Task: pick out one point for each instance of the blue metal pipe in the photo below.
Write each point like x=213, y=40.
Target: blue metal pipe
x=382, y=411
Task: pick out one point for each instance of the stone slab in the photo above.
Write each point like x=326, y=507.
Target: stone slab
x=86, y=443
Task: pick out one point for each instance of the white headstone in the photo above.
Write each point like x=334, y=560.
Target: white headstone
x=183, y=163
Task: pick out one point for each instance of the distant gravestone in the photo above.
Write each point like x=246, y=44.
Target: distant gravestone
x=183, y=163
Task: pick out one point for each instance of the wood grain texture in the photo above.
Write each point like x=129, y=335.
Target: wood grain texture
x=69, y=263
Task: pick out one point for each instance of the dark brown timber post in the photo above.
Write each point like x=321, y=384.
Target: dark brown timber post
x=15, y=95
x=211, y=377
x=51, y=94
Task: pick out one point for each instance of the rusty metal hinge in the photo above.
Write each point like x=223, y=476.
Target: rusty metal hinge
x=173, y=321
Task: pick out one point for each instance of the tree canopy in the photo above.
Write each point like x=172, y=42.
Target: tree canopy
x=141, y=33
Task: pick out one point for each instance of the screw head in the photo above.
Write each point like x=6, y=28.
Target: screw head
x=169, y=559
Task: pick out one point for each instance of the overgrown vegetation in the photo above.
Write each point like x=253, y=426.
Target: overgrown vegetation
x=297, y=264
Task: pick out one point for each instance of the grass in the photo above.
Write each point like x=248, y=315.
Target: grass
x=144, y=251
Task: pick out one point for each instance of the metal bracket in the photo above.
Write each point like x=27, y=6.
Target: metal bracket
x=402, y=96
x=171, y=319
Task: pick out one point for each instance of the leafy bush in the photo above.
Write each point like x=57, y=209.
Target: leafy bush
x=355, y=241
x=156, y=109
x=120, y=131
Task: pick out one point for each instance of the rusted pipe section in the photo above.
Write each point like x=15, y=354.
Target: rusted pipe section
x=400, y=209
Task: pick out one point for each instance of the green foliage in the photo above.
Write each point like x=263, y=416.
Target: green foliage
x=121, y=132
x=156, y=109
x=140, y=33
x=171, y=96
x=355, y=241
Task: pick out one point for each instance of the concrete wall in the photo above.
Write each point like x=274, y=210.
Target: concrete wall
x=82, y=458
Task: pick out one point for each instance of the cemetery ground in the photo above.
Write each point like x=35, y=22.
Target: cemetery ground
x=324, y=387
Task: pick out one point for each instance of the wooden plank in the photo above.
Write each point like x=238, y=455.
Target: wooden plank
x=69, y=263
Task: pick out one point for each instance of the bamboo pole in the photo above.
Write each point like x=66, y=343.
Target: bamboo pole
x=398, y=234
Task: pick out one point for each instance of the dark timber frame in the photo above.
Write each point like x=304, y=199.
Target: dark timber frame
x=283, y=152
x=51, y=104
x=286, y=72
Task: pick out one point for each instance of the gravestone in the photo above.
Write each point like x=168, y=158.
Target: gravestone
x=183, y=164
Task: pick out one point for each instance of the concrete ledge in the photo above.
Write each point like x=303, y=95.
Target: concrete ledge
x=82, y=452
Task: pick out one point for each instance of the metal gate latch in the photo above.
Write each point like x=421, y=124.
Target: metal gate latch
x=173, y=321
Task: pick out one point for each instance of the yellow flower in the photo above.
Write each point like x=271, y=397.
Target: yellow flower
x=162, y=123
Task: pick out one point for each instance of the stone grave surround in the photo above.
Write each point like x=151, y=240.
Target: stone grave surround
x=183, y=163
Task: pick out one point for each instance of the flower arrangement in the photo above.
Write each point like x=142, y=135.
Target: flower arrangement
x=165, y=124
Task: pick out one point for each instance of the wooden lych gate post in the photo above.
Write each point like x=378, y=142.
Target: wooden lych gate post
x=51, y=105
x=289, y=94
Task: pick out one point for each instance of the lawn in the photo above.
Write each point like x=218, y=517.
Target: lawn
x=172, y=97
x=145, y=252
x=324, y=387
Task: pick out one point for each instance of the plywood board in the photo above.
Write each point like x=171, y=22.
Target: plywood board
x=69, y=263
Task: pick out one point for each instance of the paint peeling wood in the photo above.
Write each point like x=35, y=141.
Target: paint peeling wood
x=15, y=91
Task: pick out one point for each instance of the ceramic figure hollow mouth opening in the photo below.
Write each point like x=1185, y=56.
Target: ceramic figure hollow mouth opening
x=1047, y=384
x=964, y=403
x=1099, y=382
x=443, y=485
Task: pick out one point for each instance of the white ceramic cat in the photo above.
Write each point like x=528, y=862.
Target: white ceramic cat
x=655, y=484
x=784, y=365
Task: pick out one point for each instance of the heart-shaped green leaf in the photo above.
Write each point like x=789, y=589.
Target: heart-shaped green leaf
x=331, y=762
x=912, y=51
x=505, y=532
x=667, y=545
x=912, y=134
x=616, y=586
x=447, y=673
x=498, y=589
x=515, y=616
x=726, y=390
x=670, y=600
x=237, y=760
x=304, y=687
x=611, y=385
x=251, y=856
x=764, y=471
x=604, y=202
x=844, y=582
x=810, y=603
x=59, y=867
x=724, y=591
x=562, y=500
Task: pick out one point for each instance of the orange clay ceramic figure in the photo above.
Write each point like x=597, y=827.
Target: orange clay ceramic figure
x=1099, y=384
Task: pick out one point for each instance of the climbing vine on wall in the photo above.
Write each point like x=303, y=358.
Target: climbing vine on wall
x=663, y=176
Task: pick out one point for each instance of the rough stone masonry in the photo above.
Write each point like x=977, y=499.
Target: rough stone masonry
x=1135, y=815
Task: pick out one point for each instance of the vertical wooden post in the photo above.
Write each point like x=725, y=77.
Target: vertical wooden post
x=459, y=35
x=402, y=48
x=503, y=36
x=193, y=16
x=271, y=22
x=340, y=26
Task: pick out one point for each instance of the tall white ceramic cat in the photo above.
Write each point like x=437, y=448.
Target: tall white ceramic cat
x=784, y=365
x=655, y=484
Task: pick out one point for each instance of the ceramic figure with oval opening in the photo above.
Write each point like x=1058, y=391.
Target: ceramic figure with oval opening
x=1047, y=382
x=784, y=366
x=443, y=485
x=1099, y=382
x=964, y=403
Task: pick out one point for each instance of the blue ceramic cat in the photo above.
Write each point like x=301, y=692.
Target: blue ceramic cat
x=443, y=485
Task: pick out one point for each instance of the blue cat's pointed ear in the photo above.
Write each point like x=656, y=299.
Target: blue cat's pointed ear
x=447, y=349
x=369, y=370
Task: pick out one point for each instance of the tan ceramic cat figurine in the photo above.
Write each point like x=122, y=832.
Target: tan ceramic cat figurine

++++++++

> **Work required**: Whenever a line of the records holds the string "below", pick it out and copy it.

> **Exercise answer**:
Task: pick out one point for each instance of the blue metal pipe in the photo below.
Task: pick out one point for each instance of the ceramic figure hollow mouth opening in the photo below.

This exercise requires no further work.